> _WHAT IS ASKED_: Return, word for word, the part of the entries below that opens with the line containing "the white glove" and closes with the line containing "Target: white glove", both of those lines included.
** start INFORMATION SUPPLIED **
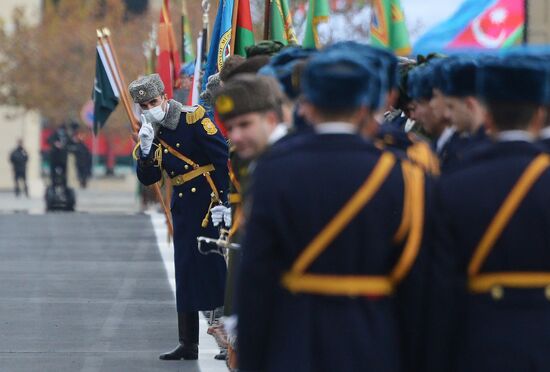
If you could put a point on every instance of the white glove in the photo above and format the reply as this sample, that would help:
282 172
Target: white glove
** end INFORMATION SUPPLIED **
** start INFORMATION SUPPLIED **
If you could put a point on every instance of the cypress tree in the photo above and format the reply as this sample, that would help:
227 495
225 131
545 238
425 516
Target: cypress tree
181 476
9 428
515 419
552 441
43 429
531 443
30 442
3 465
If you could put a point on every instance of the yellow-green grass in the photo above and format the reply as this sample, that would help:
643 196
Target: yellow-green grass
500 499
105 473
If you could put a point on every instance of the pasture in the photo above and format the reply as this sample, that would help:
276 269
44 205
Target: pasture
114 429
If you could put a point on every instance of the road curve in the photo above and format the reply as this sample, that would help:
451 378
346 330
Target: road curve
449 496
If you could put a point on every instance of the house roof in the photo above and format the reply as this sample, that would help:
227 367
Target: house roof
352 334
** end INFORMATION SUPPLIED **
** start INFORMATION SUPPLIED **
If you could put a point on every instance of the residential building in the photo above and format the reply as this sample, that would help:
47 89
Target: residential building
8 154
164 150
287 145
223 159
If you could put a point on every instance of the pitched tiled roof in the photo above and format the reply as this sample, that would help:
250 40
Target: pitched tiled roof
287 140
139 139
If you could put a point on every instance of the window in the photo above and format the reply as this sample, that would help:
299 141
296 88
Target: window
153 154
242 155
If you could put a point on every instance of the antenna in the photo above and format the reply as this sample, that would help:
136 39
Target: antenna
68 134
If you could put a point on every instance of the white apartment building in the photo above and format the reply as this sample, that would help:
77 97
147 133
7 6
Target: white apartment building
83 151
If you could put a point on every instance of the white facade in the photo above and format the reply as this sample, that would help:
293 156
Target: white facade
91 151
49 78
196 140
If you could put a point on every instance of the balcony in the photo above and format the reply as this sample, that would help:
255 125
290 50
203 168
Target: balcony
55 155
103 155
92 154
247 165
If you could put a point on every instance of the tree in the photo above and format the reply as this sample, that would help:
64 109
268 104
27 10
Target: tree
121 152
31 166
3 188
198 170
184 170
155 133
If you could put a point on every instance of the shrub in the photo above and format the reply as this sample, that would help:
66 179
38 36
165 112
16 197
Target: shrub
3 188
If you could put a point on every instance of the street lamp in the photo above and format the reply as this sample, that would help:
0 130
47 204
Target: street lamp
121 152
** end INFORMATION SUPPLIED **
> _TASK OUTPUT_:
If you could put a point on every instance of the white glove in the photo above and format the reply as this sample, that would help:
282 172
Target: white glove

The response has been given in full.